• [Getoonde tekst]:

5.5. Tegen het oordeel van de commissie staat geen bezwaar of beroep open. Over de uitkomst en motivatie wordt niet nader gecorrespondeerd. Met het onderzoeksrapport is het onderzoek afgerond. De registratie van de klacht, de behandeling en het advies wordt voor vijf jaar door AN-i bewaard.

5.6. Het blijft de verantwoordelijkheid van partijen zelf welke rechtsgevolgen zij op het rapport laten volgen.

6. Termijnen

6.1. De klachtencommissie bepaalt de uiterste termijn waarop een partij kan reageren. Deze termijn is een vervaltermijn. Normaal gaat het om een dag of enkele dagen, doch de commissie bepaalt de duur. Het staat de klachtencommissie vrij om eigen conclusies te verbinden aan het gegeven dat een partij de termijn heeft laten verlopen.

6.2. Slechts bij hoge uitzondering zal de commissie op gemotiveerd verzoek van een partij uitstel verlenen, wat alleen rechtsgeldig is als het schriftelijk is bevestigd.

• [Wat te maken]:
Kun je de tekst over de klachtenprocedure bijwerken door "klachtencommissie" te vervangen door "geschillencommissie"? Begin bij de woorden "6. Termijnen" en stop na "schriftelijk is bevestigd.".

[Fragmenten uit de dataset]
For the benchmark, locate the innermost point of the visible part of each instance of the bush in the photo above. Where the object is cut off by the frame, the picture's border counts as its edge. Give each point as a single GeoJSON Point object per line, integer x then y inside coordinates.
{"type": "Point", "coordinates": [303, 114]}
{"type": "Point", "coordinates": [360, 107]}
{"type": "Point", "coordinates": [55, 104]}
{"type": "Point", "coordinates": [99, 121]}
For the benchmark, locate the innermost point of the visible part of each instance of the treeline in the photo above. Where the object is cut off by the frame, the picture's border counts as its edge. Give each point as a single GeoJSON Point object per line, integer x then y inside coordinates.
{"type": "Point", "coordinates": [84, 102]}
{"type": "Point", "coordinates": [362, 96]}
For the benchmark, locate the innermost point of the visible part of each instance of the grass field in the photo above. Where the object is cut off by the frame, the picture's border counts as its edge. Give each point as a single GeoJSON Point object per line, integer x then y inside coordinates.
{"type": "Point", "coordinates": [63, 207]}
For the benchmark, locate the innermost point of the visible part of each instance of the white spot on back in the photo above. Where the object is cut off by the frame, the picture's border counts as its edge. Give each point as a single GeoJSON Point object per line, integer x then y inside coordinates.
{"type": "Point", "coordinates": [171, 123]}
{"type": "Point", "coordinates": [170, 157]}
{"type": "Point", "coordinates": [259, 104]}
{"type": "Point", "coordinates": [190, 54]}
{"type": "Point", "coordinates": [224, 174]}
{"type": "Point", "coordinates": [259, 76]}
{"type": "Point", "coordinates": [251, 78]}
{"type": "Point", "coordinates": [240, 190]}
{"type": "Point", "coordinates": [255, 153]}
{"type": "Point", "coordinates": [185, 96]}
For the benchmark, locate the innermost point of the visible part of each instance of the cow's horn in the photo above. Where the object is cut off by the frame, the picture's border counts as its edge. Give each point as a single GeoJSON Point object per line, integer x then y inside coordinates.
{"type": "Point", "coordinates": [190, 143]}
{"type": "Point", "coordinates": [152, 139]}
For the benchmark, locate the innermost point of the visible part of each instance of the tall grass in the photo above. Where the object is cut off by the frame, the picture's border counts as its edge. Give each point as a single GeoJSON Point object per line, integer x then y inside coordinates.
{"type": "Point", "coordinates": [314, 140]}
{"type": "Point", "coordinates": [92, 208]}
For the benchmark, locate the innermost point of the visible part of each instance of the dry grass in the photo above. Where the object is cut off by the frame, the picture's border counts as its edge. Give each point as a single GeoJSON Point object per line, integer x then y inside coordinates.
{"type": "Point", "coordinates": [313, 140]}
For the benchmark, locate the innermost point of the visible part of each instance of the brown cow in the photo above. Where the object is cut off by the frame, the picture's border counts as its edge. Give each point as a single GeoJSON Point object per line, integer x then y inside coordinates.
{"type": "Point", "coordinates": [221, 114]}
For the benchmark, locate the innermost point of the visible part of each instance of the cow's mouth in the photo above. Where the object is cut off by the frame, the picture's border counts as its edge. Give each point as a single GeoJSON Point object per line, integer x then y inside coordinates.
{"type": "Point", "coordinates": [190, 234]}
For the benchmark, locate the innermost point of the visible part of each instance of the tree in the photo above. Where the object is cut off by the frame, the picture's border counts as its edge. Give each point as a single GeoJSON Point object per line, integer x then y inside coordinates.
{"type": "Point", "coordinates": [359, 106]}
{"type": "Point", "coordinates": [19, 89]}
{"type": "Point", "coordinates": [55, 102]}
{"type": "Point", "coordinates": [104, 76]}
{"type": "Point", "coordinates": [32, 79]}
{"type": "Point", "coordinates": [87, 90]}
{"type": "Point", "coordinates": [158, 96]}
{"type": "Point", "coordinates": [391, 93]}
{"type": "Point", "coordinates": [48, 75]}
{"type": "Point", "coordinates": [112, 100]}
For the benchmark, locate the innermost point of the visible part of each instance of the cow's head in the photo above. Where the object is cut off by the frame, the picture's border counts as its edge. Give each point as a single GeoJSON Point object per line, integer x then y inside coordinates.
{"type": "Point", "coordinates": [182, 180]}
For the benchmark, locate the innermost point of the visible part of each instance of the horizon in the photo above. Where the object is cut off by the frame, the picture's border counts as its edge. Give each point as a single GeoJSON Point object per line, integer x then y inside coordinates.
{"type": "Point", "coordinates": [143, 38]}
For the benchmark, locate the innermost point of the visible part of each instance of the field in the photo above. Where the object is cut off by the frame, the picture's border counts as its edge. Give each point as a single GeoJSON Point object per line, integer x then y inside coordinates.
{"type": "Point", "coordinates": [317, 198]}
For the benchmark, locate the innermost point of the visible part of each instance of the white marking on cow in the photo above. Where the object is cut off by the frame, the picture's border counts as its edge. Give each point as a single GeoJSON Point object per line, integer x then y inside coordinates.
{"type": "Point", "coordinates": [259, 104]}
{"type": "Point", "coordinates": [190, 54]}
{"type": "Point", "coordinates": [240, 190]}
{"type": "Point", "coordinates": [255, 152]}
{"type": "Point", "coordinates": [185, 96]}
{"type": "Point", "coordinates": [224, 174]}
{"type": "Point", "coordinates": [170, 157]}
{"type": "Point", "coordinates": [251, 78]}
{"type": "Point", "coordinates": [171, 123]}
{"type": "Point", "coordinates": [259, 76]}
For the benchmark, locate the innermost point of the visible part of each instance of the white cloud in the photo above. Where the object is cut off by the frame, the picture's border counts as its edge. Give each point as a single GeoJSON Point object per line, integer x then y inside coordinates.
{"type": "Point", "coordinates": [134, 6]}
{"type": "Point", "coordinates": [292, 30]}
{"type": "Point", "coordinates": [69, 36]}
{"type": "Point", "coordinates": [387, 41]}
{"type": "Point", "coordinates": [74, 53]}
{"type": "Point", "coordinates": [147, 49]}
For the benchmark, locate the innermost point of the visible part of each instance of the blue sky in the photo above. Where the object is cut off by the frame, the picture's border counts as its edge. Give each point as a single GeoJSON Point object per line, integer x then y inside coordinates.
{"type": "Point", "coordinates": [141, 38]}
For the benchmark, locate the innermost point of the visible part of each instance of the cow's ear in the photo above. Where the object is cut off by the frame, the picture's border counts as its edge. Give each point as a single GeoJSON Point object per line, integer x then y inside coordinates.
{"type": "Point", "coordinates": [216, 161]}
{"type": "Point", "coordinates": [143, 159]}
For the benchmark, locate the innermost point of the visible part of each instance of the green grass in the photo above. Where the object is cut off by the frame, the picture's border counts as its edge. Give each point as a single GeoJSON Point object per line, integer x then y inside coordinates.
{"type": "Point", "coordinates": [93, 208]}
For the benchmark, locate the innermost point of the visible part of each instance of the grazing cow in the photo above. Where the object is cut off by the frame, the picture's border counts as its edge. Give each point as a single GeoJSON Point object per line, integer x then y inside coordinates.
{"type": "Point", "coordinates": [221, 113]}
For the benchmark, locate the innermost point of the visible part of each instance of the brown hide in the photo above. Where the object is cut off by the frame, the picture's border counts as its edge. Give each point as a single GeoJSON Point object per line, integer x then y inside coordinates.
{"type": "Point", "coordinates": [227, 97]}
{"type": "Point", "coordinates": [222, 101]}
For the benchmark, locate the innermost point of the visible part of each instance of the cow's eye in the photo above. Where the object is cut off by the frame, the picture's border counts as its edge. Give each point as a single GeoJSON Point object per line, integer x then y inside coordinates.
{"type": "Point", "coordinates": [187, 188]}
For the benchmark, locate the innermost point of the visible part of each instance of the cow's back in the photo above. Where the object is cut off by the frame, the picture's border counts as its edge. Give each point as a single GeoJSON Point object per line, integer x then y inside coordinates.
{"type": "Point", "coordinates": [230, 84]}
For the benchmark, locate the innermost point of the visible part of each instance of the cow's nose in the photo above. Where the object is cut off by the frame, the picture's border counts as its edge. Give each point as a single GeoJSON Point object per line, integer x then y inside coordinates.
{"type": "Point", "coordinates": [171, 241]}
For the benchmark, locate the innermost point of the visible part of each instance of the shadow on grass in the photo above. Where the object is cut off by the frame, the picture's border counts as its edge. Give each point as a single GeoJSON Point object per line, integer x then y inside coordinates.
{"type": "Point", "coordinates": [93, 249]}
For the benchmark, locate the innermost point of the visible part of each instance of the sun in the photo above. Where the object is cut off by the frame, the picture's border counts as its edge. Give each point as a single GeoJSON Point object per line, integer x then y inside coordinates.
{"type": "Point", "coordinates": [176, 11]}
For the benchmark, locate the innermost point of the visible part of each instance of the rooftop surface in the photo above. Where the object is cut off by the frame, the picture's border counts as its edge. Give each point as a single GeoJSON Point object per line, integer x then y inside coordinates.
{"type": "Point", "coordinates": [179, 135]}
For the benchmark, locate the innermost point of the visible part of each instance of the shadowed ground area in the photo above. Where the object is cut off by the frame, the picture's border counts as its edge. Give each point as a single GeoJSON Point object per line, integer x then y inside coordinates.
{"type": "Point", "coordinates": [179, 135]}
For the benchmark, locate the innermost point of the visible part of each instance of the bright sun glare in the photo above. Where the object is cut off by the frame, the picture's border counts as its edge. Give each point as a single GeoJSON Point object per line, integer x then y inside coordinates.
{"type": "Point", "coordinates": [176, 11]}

• [Geschreven antwoord]:
6. Termijnen

6.1. De geschillencommissie bepaalt de uiterste termijn waarop een partij kan reageren. Deze termijn is een vervaltermijn. Normaal gaat het om een dag of enkele dagen, doch de commissie bepaalt de duur. Het staat de geschillencommissie vrij om eigen conclusies te verbinden aan het gegeven dat een partij de termijn heeft laten verlopen.

6.2. Slechts bij hoge uitzondering zal de commissie op gemotiveerd verzoek van een partij uitstel verlenen, wat alleen rechtsgeldig is als het schriftelijk is bevestigd.